# Your objective
Reproduce every item below word for word, with each line left unchanged.

# Data

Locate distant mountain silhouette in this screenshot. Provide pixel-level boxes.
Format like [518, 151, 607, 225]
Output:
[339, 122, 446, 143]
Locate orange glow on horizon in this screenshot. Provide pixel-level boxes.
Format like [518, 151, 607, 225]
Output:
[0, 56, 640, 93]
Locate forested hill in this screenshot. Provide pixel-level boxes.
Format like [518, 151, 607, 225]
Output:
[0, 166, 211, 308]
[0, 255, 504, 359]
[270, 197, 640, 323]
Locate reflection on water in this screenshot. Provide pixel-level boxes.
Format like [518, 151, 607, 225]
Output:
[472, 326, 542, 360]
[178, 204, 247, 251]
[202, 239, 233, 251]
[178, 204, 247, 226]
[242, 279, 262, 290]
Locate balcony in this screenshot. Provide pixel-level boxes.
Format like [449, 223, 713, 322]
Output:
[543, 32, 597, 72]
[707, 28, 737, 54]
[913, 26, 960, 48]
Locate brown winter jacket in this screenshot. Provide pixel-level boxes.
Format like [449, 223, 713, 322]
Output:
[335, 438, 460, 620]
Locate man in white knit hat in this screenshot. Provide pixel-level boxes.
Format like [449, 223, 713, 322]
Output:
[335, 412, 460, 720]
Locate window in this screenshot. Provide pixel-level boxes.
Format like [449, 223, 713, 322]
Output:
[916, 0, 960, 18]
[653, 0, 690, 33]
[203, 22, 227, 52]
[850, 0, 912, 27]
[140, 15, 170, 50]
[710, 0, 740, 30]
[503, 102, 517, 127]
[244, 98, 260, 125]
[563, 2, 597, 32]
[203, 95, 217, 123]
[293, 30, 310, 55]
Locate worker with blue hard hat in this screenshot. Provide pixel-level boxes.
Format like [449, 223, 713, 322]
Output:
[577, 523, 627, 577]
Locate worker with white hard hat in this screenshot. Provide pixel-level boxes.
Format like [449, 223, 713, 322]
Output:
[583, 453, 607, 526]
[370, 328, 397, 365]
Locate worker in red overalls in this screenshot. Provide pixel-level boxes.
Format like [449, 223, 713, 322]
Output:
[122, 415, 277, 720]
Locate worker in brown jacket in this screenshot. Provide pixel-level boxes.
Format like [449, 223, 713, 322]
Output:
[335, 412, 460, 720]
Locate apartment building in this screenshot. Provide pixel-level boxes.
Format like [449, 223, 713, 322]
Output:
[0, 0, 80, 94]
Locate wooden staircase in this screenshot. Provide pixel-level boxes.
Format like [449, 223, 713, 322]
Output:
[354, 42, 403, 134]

# Answer in full
Locate distant mountain silhouette in this screenshot. Provide pixel-level boxes.
Format like [518, 151, 607, 225]
Output:
[339, 122, 446, 143]
Locate orange glow on horizon in this screenshot. Provide pixel-level boxes.
Format like [518, 151, 607, 225]
Output:
[0, 56, 640, 93]
Locate forested hill in this screenshot. Provide pixel-level boxes.
Format like [518, 151, 607, 225]
Output:
[0, 166, 211, 308]
[0, 255, 504, 359]
[270, 197, 640, 323]
Locate reflection on water in this screenshot. Provide pixel-level boxes.
Format like [518, 151, 607, 225]
Output:
[472, 326, 542, 360]
[178, 204, 247, 251]
[202, 239, 233, 251]
[178, 204, 247, 226]
[242, 279, 262, 290]
Locate balcony in this screenshot. Provide pixel-level boxes.
Format like [449, 223, 713, 322]
Output:
[543, 32, 597, 72]
[707, 28, 737, 54]
[913, 26, 960, 48]
Locate brown winter jacket in this screenshot. Provide pixel-level boxes.
Format like [449, 223, 713, 322]
Output:
[335, 438, 460, 620]
Locate man in white knit hat in this screenshot. Provide pixel-level boxes.
Format like [449, 223, 713, 322]
Output:
[335, 412, 460, 720]
Locate window in this screenshot. Provide pixel-level boxes.
Format like [449, 223, 713, 322]
Output:
[916, 0, 960, 18]
[653, 0, 690, 33]
[203, 22, 227, 52]
[850, 0, 912, 27]
[140, 15, 170, 50]
[710, 0, 740, 30]
[503, 102, 517, 127]
[244, 98, 260, 125]
[563, 2, 597, 32]
[203, 95, 217, 123]
[293, 30, 310, 55]
Locate worker with blue hard hat in this screenshot. Provide pixel-level boxes.
Format like [449, 223, 713, 322]
Output:
[577, 523, 627, 577]
Locate worker with white hard hat in this screenshot. Provide pixel-level boxes.
Format like [449, 223, 713, 322]
Output:
[583, 453, 607, 526]
[370, 328, 397, 365]
Locate worker in red overalls in this screenshot. Provide pixel-level boxes.
Format like [449, 223, 713, 322]
Output:
[122, 415, 277, 720]
Locate worker in brown jacket in this screenshot. Provide pixel-level boxes.
Format like [449, 223, 713, 322]
Output:
[335, 412, 460, 720]
Locate apartment building in this screenshot. Provide pixel-level boxes.
Format like [449, 223, 713, 322]
Output:
[0, 0, 80, 94]
Locate wooden staircase in this screenshot. Provide pixel-level boxes.
Format like [449, 223, 713, 322]
Output:
[354, 42, 403, 134]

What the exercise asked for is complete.